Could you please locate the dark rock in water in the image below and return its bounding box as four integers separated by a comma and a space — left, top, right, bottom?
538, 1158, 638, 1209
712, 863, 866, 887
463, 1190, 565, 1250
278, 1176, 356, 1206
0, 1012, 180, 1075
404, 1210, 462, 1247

WHAT THE TASK REQUIRES :: Turn every row above into a numbered list, one item per line, with blank lines dropped.

OUTPUT FOR THIS EXERCISE ::
1. Could you please locate the dark rock in water in the image below and return its bounding box as four integers separated by a comma and a space — left, top, right, bottom?
2. 538, 1158, 638, 1209
3. 712, 863, 866, 887
4. 463, 1190, 565, 1250
5. 278, 1176, 356, 1206
6. 0, 1012, 180, 1075
7. 404, 1210, 462, 1247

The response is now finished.